TASK DIRECTIONS: Report each line of the entries below that contains the word "window", copying every such line in full. Uppercase and lowercase letters count as different.
■ ■ ■
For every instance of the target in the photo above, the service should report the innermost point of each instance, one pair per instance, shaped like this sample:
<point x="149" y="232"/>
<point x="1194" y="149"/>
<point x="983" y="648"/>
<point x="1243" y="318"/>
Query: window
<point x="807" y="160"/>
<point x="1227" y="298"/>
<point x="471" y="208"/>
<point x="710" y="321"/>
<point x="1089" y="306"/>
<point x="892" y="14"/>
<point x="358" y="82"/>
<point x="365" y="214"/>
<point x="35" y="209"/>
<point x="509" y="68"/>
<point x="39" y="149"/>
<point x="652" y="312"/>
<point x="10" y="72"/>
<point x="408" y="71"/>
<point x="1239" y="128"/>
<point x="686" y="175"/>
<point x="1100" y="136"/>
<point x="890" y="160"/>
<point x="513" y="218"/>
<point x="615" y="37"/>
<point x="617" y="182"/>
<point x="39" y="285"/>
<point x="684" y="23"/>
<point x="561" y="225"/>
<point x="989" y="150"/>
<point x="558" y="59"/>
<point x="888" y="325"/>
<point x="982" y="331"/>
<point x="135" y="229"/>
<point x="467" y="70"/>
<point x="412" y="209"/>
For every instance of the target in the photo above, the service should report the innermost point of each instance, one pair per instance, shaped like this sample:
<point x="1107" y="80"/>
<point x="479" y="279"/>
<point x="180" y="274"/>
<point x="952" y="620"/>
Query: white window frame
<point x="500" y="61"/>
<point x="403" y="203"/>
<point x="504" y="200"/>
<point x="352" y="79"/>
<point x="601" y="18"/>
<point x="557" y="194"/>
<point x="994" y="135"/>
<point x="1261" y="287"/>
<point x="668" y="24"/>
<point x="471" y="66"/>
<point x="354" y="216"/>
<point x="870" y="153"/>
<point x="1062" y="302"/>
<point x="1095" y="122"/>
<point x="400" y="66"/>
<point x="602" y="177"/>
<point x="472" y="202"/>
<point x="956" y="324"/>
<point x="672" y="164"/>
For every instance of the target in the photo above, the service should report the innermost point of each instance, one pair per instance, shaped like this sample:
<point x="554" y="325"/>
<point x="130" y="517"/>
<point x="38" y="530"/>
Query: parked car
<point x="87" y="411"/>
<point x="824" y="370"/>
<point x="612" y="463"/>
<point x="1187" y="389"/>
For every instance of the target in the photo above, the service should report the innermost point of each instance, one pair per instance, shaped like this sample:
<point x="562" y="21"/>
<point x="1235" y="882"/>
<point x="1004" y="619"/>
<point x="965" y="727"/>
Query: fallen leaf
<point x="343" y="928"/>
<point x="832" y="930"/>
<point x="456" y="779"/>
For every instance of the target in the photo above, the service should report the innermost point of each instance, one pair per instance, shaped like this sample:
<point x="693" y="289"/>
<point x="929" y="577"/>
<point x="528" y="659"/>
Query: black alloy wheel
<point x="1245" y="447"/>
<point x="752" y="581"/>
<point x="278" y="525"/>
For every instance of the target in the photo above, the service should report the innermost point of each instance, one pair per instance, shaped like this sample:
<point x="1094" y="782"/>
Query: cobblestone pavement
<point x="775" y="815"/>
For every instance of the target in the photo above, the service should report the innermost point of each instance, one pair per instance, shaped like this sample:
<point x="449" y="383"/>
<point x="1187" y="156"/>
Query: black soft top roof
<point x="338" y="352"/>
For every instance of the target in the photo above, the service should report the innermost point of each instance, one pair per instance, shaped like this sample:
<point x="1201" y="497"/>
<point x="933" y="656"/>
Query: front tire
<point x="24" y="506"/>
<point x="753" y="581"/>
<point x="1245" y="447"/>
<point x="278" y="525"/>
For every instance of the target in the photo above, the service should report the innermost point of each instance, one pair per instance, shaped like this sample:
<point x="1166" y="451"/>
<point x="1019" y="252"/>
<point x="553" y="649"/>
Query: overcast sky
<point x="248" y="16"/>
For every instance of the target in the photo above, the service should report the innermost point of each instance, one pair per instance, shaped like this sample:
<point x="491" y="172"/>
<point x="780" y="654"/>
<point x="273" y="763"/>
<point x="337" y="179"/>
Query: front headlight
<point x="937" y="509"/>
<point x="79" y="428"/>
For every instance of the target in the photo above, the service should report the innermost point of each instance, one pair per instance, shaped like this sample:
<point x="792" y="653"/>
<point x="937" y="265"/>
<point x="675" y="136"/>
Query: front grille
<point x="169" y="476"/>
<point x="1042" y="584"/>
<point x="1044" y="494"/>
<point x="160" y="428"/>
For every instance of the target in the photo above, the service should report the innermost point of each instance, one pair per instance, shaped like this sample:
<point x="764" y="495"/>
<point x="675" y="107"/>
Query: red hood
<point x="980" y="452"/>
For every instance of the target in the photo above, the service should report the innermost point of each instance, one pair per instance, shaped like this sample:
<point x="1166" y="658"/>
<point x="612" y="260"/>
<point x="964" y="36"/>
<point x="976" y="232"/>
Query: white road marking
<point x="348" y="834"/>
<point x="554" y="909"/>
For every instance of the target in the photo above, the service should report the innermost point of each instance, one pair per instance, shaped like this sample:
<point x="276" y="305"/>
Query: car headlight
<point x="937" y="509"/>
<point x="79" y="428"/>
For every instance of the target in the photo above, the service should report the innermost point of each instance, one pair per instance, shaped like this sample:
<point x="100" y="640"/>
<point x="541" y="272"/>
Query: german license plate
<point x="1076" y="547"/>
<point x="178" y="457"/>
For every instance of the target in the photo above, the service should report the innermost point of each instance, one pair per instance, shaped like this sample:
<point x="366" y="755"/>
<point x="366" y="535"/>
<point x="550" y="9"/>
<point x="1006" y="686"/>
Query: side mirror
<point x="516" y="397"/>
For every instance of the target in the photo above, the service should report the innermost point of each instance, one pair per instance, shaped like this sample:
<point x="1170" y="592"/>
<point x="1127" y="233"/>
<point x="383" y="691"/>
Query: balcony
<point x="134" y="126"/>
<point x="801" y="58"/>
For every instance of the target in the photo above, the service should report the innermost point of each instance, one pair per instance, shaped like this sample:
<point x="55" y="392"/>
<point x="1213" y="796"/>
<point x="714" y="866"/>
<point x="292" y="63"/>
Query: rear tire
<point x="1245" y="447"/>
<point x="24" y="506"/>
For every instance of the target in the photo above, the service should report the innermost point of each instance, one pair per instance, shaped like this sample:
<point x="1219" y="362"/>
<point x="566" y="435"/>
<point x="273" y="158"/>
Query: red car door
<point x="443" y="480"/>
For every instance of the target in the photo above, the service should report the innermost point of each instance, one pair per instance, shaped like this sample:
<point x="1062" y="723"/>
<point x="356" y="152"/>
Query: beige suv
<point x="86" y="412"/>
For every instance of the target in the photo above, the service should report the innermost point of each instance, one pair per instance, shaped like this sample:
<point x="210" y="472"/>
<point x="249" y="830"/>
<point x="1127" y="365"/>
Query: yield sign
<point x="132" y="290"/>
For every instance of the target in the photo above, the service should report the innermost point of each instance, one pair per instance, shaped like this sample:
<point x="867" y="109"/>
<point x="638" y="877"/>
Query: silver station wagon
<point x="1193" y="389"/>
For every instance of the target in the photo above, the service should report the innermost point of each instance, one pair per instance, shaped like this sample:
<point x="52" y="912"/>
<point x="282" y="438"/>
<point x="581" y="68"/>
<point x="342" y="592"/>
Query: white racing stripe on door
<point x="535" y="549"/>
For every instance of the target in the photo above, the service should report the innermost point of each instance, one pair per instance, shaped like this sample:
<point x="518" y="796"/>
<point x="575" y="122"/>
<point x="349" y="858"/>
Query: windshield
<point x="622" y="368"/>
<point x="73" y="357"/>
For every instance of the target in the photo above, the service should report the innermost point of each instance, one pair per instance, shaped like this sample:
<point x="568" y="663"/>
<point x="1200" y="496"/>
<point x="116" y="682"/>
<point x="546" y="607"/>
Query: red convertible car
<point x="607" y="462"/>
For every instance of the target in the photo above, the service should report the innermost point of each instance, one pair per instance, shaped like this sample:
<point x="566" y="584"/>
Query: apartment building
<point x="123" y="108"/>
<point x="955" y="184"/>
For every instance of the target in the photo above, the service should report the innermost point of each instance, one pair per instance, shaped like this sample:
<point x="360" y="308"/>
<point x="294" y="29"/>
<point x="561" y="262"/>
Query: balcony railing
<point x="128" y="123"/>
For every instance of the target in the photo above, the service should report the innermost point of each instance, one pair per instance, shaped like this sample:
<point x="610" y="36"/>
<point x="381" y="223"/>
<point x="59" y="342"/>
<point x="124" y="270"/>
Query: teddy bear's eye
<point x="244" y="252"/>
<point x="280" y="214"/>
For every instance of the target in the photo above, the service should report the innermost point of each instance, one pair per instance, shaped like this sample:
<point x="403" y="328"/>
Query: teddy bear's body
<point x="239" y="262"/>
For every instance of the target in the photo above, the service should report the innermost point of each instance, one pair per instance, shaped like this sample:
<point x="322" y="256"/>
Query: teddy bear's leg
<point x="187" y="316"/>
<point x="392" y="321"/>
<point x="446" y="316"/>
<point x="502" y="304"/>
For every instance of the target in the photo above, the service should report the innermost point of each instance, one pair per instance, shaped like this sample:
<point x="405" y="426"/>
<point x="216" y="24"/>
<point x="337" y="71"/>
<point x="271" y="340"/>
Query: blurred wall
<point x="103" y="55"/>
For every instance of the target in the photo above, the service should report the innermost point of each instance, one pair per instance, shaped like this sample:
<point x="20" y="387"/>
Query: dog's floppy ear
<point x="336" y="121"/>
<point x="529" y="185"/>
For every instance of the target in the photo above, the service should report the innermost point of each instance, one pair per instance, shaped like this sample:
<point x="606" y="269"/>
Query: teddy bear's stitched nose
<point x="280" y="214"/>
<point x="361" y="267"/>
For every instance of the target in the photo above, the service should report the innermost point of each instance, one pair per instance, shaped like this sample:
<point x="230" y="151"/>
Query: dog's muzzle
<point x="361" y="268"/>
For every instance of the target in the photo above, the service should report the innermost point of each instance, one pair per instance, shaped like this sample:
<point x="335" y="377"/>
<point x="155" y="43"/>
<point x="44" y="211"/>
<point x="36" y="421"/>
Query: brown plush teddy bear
■ ■ ■
RESULT OF THE TASK:
Query: window
Query: white window frame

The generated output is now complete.